→ SUPPLIED DATA
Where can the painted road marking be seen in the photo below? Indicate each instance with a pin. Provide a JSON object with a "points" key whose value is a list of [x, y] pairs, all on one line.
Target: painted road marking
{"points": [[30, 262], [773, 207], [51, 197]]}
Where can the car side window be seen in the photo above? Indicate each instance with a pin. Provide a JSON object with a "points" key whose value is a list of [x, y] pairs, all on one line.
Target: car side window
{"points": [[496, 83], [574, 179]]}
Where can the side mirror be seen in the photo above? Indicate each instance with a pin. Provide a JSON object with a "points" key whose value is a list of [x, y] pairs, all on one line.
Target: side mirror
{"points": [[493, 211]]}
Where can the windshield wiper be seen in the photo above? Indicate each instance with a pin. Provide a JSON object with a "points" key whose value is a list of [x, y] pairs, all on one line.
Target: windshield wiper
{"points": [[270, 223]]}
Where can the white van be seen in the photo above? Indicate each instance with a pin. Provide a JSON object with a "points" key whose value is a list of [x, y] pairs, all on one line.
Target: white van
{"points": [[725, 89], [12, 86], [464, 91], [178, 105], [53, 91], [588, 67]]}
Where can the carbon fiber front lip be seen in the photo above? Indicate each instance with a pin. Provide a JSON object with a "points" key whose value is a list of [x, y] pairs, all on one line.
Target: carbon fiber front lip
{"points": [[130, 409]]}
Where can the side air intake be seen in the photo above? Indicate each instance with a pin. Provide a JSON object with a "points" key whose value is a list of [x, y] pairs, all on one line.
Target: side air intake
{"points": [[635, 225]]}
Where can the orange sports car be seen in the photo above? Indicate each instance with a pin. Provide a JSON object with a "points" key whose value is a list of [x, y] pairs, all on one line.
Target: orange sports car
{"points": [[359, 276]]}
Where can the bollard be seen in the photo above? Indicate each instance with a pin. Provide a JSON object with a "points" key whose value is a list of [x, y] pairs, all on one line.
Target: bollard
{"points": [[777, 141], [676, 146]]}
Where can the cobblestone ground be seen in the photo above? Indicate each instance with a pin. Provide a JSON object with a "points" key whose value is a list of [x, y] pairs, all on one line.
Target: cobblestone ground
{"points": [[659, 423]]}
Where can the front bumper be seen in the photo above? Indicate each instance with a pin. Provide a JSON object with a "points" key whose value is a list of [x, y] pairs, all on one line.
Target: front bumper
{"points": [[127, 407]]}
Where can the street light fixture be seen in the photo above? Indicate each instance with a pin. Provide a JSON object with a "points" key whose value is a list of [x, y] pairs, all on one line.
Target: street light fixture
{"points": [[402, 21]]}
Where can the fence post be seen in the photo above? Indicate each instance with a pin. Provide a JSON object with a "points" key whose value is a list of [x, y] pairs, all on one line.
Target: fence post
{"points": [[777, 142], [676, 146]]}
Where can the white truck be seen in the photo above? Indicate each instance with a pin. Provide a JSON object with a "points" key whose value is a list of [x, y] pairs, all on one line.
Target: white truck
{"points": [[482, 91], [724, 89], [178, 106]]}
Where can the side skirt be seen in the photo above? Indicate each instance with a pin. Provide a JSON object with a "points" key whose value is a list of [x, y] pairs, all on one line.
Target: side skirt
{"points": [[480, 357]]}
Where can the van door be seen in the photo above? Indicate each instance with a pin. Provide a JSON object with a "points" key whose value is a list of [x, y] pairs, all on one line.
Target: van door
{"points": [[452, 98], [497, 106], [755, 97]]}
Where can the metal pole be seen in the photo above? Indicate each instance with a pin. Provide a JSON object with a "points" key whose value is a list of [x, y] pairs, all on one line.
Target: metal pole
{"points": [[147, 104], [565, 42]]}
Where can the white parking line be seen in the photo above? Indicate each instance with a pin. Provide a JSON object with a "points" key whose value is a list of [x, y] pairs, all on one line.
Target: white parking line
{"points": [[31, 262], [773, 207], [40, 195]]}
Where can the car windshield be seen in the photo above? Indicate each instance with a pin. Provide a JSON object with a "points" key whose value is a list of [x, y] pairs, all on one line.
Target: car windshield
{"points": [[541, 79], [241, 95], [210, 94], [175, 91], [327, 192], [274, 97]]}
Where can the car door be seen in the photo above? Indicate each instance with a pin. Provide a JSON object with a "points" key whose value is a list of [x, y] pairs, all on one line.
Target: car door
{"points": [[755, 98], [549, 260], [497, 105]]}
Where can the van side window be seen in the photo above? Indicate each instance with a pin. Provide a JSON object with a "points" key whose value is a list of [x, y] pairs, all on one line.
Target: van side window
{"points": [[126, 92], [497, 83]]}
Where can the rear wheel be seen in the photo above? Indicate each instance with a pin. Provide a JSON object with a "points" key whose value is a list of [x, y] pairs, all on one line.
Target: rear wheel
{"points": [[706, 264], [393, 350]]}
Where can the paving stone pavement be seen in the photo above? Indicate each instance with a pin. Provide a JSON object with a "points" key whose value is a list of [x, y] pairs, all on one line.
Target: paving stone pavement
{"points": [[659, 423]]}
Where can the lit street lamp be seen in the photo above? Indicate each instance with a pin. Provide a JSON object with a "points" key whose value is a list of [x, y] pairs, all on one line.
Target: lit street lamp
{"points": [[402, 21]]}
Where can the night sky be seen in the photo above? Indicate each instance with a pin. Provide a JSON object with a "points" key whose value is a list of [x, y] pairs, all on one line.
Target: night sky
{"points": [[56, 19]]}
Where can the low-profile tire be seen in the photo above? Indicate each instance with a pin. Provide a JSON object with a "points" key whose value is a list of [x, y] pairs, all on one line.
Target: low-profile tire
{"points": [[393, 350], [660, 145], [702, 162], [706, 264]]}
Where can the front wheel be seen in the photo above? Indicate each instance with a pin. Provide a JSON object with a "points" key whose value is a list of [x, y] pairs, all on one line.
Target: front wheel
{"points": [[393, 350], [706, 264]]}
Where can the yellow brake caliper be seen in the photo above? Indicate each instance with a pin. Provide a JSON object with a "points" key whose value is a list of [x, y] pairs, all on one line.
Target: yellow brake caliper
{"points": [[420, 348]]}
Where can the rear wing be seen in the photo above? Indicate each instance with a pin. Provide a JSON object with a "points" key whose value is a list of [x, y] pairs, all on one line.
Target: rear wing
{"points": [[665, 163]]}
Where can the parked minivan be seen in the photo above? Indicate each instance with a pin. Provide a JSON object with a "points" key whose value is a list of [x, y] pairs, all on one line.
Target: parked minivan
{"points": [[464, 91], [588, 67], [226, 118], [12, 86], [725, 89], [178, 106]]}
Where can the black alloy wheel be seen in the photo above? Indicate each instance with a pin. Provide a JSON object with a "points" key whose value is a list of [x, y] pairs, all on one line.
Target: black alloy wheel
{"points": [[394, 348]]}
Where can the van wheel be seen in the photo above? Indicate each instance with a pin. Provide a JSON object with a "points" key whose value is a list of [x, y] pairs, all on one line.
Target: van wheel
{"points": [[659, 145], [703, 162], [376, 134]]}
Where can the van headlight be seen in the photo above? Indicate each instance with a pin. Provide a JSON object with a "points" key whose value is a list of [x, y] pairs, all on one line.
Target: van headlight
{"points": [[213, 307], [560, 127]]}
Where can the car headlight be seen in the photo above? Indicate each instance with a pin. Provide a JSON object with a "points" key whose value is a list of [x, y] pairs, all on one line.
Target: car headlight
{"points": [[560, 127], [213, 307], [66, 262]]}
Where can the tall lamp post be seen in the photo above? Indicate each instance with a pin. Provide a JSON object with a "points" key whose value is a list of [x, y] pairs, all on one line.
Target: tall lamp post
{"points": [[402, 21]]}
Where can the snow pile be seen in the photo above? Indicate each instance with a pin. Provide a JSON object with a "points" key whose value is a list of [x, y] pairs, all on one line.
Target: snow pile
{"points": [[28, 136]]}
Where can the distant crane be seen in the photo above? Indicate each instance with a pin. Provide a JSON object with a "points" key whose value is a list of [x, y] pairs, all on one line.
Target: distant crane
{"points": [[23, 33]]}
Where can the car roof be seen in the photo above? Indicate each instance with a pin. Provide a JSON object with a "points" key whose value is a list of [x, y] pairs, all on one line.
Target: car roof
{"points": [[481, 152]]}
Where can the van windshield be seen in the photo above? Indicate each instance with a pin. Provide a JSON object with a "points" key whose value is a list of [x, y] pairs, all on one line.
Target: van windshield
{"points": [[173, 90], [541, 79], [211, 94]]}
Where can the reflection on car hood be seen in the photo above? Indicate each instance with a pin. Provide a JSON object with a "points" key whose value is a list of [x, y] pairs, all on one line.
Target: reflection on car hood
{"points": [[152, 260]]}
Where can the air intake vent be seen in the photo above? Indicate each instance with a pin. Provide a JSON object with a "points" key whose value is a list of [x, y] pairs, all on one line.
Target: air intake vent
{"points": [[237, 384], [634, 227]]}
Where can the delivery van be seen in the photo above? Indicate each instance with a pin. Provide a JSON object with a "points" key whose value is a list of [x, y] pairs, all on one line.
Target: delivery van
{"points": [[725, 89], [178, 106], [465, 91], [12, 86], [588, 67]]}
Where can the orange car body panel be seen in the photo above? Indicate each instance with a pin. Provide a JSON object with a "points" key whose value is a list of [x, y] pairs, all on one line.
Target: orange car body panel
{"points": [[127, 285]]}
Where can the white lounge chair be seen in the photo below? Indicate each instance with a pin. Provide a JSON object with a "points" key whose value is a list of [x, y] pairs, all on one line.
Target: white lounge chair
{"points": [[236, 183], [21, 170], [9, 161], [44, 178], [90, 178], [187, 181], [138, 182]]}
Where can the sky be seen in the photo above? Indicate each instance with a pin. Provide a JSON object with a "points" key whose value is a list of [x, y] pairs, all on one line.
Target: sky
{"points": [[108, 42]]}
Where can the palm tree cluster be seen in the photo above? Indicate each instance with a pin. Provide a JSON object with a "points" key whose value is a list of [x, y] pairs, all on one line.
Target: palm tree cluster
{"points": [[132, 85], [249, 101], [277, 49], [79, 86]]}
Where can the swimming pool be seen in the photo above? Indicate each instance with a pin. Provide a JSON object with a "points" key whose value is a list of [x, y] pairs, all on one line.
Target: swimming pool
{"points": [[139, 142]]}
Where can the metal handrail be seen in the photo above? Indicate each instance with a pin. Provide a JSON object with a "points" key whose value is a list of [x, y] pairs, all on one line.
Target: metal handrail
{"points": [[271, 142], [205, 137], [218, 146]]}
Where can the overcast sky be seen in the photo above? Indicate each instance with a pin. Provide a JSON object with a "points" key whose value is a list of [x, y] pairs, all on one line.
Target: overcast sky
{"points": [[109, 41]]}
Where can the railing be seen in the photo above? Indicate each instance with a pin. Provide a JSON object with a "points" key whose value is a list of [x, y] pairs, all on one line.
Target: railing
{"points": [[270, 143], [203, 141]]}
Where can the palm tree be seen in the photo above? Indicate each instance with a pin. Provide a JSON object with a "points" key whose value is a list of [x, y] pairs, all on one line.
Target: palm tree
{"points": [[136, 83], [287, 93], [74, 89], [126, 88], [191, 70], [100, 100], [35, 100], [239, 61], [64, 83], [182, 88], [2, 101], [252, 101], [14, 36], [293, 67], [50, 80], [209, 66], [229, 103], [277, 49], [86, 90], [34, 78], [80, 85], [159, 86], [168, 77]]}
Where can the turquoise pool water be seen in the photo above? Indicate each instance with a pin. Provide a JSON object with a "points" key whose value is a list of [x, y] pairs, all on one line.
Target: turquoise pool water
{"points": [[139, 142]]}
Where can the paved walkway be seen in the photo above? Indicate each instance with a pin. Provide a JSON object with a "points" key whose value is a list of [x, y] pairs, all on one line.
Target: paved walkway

→ STATED GOAL
Every line from the line containing "Where can the turquoise" to the last line of the material above must be repeated exactly, and no other line.

→ TASK RESPONSE
Where can the turquoise pool water be seen in the photo above? Indicate each instance with a pin. Provide a JSON object with a "points" key whose value is a list of [x, y] pairs, all on one line.
Target: turquoise pool water
{"points": [[139, 142]]}
Where can the paved walkway be seen in the photo above? Indicate each instance with a pin. Provide a JSON object with a "points" key whose value is a list of [x, y] pairs, all on one line.
Target: paved walkway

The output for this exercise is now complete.